**Written problem:**
Reproduce, word for word, the stretch of lines from the one containing "Detect canopy tent." through the one containing "83,12,111,26", including both of those lines.

(Records from a collection)
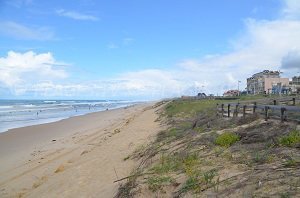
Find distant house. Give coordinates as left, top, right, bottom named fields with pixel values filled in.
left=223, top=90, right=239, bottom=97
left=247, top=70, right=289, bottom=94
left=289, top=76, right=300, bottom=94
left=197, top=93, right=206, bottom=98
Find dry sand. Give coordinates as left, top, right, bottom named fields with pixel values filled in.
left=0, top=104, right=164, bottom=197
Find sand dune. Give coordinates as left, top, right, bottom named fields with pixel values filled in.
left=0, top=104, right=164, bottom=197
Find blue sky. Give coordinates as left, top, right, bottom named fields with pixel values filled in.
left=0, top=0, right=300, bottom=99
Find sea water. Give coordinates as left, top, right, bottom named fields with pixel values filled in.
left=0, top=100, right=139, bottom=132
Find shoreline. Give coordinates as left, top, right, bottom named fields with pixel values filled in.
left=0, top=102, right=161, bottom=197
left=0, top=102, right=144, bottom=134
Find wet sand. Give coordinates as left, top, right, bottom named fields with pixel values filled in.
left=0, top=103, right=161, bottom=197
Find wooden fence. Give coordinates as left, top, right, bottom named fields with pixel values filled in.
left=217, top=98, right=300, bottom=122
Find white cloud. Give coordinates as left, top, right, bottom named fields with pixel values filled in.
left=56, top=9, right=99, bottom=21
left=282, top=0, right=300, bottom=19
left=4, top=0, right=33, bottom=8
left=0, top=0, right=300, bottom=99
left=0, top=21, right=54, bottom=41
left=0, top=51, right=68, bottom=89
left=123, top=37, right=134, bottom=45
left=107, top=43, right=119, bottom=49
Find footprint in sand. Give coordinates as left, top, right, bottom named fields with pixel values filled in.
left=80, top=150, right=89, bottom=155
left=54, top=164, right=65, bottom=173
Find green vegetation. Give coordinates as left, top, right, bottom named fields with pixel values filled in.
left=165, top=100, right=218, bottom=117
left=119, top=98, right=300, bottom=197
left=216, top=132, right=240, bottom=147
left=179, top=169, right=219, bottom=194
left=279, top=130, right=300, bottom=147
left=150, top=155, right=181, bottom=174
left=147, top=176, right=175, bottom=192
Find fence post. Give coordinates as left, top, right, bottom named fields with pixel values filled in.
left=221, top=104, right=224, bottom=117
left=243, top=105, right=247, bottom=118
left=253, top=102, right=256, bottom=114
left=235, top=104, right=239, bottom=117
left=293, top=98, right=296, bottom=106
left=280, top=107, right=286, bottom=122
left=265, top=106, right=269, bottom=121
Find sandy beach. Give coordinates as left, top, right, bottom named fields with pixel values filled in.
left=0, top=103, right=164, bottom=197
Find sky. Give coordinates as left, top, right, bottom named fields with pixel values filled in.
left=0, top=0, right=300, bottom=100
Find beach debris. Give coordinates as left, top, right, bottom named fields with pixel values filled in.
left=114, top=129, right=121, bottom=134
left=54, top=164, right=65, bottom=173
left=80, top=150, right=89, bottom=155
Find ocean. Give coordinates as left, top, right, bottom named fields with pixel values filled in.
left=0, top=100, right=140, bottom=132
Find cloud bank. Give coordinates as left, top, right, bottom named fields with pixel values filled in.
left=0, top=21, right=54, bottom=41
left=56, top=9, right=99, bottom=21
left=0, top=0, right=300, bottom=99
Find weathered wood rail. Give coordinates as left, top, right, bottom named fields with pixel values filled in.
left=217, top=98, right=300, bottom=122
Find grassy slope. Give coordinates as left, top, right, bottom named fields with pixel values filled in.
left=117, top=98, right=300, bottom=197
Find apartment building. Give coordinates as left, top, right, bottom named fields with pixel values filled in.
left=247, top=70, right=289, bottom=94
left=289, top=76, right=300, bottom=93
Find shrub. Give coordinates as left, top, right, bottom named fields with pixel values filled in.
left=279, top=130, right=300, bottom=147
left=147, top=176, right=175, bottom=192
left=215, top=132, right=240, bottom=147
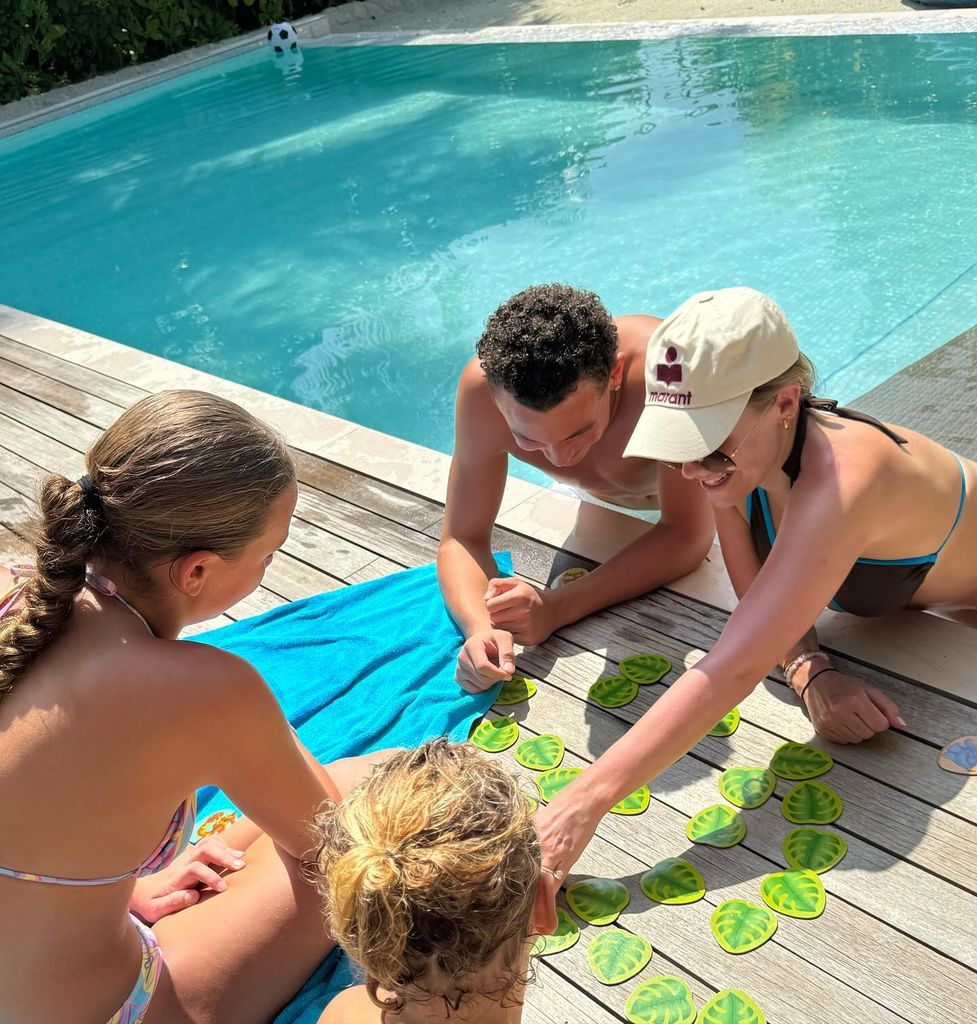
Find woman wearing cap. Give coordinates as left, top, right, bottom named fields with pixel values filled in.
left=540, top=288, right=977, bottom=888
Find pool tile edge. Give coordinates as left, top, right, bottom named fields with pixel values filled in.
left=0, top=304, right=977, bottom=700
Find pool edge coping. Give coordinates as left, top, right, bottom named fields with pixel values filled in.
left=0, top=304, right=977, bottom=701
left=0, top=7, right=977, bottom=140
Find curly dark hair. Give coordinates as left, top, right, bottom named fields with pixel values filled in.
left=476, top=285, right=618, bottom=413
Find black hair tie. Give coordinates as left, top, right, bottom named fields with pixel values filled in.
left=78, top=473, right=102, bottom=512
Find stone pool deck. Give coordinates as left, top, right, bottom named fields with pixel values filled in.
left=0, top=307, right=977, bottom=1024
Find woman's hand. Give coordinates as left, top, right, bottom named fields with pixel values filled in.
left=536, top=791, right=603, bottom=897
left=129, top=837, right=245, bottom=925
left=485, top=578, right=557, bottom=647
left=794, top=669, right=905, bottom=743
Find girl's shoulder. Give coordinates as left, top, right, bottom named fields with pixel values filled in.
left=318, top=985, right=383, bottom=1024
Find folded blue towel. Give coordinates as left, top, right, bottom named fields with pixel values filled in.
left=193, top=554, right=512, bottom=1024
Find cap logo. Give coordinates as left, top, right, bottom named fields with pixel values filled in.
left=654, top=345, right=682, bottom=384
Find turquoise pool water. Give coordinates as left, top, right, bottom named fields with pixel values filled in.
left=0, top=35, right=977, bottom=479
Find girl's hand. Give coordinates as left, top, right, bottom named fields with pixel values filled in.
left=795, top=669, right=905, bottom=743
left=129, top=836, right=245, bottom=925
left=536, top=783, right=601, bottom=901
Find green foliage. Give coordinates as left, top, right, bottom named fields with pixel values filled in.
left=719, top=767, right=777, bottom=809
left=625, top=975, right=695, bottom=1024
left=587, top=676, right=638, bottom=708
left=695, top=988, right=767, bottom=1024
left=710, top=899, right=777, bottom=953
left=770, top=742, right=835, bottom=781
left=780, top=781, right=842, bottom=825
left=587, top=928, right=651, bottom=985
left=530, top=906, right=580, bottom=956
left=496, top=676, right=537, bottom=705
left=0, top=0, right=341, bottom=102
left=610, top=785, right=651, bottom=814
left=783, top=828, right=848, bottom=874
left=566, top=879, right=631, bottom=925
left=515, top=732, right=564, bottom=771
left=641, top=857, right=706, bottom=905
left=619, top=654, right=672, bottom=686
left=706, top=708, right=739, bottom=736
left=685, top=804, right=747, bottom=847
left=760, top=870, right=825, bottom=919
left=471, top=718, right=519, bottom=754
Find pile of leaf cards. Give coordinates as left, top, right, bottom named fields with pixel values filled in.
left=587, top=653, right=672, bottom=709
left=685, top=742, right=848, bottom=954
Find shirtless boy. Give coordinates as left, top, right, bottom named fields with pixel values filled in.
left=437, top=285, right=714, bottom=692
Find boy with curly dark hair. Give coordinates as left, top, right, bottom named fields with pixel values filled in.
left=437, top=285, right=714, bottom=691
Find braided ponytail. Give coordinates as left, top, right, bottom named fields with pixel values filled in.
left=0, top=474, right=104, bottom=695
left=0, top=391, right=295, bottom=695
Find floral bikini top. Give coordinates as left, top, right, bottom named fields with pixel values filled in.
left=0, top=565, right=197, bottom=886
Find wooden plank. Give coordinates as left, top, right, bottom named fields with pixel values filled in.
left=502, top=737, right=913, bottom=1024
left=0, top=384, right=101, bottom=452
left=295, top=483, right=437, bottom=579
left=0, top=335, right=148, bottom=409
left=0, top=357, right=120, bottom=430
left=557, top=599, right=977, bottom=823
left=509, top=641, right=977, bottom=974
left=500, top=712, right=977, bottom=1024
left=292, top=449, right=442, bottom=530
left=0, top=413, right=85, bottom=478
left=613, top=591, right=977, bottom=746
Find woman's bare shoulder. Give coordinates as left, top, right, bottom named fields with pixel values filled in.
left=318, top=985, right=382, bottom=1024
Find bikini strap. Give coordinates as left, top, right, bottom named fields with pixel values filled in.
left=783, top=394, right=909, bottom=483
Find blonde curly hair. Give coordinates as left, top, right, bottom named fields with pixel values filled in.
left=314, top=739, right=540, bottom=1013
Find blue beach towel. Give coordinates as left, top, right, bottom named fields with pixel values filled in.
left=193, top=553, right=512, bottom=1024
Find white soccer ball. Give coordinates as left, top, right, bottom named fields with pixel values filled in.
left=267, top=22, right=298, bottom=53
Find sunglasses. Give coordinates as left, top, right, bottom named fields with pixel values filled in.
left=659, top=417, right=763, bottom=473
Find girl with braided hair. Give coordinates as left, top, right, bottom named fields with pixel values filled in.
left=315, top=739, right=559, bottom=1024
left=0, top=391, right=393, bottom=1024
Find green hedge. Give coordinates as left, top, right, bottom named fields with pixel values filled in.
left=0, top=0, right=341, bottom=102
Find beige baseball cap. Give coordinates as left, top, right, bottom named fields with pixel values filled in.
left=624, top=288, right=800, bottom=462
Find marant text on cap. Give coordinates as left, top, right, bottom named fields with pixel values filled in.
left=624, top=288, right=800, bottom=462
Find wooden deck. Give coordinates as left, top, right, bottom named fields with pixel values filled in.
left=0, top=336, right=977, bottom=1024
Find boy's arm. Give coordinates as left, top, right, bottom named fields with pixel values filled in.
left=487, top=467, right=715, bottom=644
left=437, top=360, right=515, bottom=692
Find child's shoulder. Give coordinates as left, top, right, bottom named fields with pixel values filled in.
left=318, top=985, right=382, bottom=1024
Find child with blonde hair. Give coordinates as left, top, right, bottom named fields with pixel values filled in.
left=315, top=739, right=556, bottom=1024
---
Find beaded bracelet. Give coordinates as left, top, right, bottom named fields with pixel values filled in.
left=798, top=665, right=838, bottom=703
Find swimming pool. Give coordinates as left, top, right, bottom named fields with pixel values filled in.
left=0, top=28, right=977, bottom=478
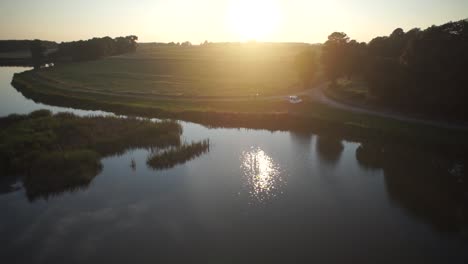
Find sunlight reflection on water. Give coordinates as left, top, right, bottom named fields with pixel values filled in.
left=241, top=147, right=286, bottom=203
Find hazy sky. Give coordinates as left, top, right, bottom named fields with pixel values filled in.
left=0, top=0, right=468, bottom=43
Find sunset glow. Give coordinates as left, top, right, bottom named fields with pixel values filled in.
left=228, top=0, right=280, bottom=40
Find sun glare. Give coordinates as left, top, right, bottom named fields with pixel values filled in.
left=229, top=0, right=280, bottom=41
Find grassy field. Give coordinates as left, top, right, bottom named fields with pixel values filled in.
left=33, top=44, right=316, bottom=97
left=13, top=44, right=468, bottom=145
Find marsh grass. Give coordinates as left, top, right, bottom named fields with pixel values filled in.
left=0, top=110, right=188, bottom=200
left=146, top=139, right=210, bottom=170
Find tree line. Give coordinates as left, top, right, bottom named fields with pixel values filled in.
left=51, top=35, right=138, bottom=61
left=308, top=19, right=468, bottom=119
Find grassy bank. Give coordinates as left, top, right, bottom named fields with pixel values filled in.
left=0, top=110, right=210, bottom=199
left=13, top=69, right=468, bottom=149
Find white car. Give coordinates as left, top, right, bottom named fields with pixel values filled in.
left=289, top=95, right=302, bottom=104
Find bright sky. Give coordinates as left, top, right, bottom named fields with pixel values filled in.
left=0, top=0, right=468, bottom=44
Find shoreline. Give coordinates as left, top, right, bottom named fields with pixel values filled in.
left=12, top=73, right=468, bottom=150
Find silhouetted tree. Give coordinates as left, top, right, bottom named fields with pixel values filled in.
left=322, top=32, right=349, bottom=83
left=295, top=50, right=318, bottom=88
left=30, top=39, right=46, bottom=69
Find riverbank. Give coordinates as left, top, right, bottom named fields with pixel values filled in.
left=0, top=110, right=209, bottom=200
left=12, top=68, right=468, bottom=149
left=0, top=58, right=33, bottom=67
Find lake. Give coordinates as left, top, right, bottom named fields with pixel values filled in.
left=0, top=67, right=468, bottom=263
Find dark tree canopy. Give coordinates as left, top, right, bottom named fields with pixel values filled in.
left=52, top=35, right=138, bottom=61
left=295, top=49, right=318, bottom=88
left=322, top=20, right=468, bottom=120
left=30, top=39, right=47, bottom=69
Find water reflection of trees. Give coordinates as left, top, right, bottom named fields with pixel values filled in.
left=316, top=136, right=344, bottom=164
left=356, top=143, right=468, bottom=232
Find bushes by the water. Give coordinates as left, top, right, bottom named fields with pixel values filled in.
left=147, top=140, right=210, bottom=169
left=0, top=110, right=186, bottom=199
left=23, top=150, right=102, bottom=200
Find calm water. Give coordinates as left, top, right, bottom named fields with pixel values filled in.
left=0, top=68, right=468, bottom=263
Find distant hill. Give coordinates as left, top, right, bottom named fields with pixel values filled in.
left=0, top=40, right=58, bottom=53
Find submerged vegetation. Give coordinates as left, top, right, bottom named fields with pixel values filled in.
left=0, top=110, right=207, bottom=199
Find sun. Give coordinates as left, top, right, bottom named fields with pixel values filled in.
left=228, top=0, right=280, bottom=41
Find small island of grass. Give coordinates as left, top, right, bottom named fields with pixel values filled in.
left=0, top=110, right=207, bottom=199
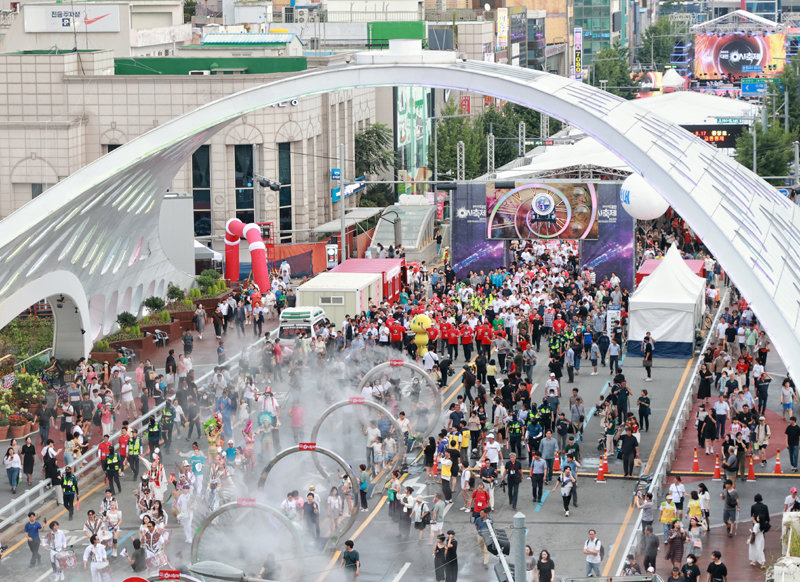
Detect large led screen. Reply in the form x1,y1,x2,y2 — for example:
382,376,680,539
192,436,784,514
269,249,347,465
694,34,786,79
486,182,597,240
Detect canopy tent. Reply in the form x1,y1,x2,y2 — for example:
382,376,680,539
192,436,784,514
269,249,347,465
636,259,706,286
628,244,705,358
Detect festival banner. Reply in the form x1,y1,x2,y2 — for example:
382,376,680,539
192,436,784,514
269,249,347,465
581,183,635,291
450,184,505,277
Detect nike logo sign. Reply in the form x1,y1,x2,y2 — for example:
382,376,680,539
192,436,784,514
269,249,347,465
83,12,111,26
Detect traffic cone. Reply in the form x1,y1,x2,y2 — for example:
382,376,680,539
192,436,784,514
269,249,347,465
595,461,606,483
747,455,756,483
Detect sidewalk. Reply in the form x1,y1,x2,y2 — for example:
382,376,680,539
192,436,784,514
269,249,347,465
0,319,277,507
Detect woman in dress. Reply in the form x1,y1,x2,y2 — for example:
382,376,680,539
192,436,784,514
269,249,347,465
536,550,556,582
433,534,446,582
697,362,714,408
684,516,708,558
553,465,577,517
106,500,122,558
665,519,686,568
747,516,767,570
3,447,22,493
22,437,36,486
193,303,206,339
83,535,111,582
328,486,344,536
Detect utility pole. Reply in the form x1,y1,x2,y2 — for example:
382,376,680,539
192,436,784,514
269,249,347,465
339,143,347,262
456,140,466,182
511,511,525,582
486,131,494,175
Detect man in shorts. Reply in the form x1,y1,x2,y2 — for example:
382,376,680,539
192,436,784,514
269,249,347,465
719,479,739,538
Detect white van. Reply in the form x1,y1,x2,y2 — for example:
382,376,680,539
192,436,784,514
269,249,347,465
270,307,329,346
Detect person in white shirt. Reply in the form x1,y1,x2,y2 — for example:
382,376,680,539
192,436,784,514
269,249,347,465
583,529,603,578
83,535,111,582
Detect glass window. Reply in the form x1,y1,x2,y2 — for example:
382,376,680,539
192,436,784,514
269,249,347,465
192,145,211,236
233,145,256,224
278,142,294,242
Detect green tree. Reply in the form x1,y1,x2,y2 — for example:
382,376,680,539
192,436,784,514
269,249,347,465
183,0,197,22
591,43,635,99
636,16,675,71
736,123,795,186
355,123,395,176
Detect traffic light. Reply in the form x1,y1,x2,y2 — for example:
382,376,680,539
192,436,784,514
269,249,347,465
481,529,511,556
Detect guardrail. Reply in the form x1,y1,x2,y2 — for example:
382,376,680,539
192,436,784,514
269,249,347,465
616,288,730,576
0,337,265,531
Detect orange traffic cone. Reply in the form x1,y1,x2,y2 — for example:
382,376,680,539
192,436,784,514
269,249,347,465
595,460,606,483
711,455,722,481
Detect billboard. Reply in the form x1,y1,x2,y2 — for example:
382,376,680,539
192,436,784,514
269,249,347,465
---
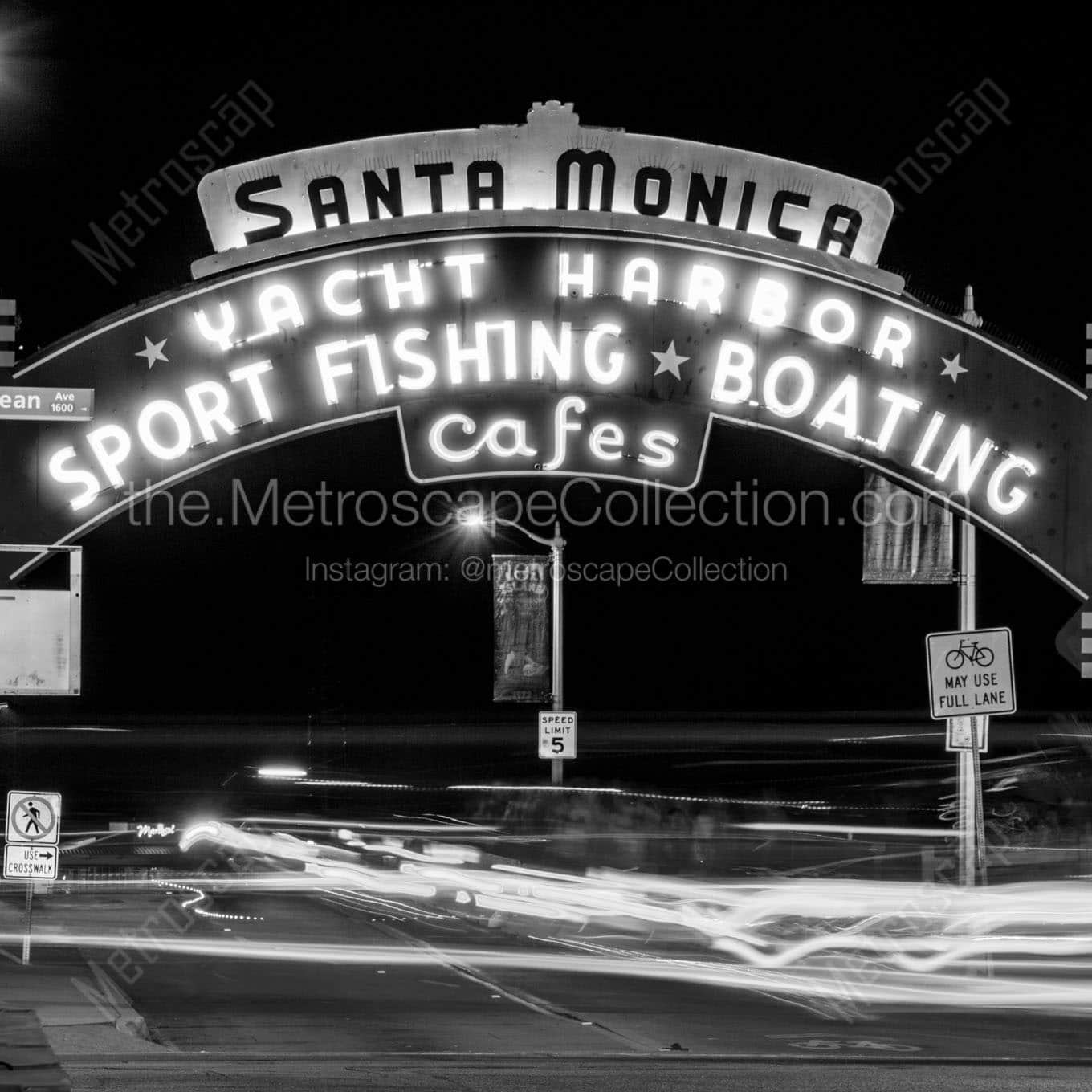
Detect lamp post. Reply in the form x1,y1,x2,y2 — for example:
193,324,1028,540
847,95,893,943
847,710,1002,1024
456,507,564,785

**The result:**
Detect canopy tent. Reply in the form x1,y1,x2,y2 — for example:
382,376,680,539
192,436,784,514
269,249,347,465
636,259,706,286
628,244,705,358
Detect festival banner. Reply in the form x1,y1,x2,y2 — for example:
382,376,680,539
192,436,784,514
269,249,347,465
581,183,635,291
450,184,505,277
Detect nike logo sign. Reply in the form x1,y1,x2,y2 — for example:
382,376,680,539
192,436,784,514
269,249,347,465
83,12,111,26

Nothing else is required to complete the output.